Escape hatch: Weis to Giants?
BY
JAY MARIOTTI Sun-Times Columnist
A prediction: The Rev. Jesse Jackson soon will make a serious visit to the University of Notre Dame. He'll ask why Charlie Weis is keeping his job as football coach, in what could be the worst season in the program's storied-to-stinky modern history, after an African-American coach named Tyrone Willingham was fired in his third season with a 6-5 record and 21-15 career mark.
And Jackson will be absolutely right to ask. Because if perception is reality, the Domers are guilty of a racial double-standard.
When the priests, lawyers and CEOs who run the place made their dramatic call on Willingham, they established an extraordinarily high standard for their football coach. The knocks were that Ty wasn't recruiting well and was losing by lopsided scores, but truth be known, Weis had success the last two seasons with Willingham's very recruits -- Brady Quinn, Jeff Samardzija, Darius Walker, Tom Zbikowski -- and has lost his last six games by 20, 27, 30, 21, 38 and 17 points. That includes another wickedly bad, 31-14 home loss Saturday to Michigan State, which drops the Irish to 0-4 for the first time.

Supplied data:
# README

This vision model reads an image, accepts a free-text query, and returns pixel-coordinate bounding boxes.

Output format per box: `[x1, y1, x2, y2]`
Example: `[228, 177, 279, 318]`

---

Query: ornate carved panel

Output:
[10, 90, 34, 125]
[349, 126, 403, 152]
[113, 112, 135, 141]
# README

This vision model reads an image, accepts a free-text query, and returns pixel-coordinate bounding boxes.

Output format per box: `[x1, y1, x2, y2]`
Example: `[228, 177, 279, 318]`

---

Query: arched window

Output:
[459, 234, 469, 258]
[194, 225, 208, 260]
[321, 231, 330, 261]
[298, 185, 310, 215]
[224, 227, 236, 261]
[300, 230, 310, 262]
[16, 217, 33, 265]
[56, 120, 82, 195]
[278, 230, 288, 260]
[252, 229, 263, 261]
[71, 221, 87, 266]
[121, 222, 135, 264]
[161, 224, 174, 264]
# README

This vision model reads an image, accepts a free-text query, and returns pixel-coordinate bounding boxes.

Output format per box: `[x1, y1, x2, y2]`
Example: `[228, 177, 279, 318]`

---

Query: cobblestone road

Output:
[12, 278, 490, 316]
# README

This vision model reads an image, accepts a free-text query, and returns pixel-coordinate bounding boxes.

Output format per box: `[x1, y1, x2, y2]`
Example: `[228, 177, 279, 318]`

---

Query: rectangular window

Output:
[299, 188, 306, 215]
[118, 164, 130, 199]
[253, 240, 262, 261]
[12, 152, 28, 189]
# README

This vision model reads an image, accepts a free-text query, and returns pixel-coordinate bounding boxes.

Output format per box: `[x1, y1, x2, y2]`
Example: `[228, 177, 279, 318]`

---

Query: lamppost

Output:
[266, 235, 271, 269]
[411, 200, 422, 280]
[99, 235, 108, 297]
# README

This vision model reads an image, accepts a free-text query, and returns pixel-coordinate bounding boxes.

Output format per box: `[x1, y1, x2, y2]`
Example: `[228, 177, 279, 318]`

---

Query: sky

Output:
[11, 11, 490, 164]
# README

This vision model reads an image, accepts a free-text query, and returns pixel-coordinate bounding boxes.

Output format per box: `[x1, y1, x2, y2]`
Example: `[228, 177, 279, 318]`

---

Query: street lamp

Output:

Given request 1: Retype the column on Charlie Weis and Notre Dame in full, word for word.
Given request 2: Starting at the first line of the listing and stopping after the line that has "[161, 224, 174, 264]", switch "arched window" to "curved window". Give back only those lines, with everything else left unchanged.

Written reply 1:
Escape hatch: Weis to Giants?
BY
JAY MARIOTTI Sun-Times Columnist
A prediction: The Rev. Jesse Jackson soon will make a serious visit to the University of Notre Dame. He'll ask why Charlie Weis is keeping his job as football coach, in what could be the worst season in the program's storied-to-stinky modern history, after an African-American coach named Tyrone Willingham was fired in his third season with a 6-5 record and 21-15 career mark.
And Jackson will be absolutely right to ask. Because if perception is reality, the Domers are guilty of a racial double-standard.
When the priests, lawyers and CEOs who run the place made their dramatic call on Willingham, they established an extraordinarily high standard for their football coach. The knocks were that Ty wasn't recruiting well and was losing by lopsided scores, but truth be known, Weis had success the last two seasons with Willingham's very recruits -- Brady Quinn, Jeff Samardzija, Darius Walker, Tom Zbikowski -- and has lost his last six games by 20, 27, 30, 21, 38 and 17 points. That includes another wickedly bad, 31-14 home loss Saturday to Michigan State, which drops the Irish to 0-4 for the first time.

Written reply 2:
# README

This vision model reads an image, accepts a free-text query, and returns pixel-coordinate bounding boxes.

Output format per box: `[x1, y1, x2, y2]`
Example: `[228, 177, 279, 318]`

---

Query: ornate carved panel

Output:
[10, 90, 34, 125]
[349, 126, 403, 152]
[113, 112, 135, 141]
# README

This vision model reads an image, accepts a free-text query, and returns pixel-coordinate bounding boxes.

Output format per box: `[x1, y1, x2, y2]`
Example: `[228, 177, 279, 318]`

---

Query: curved window

Output:
[459, 234, 469, 258]
[194, 225, 208, 260]
[321, 231, 330, 261]
[298, 185, 310, 215]
[224, 227, 236, 261]
[300, 230, 310, 262]
[16, 217, 33, 265]
[56, 120, 82, 195]
[278, 230, 288, 260]
[252, 229, 263, 261]
[71, 221, 87, 266]
[121, 222, 135, 264]
[161, 224, 174, 264]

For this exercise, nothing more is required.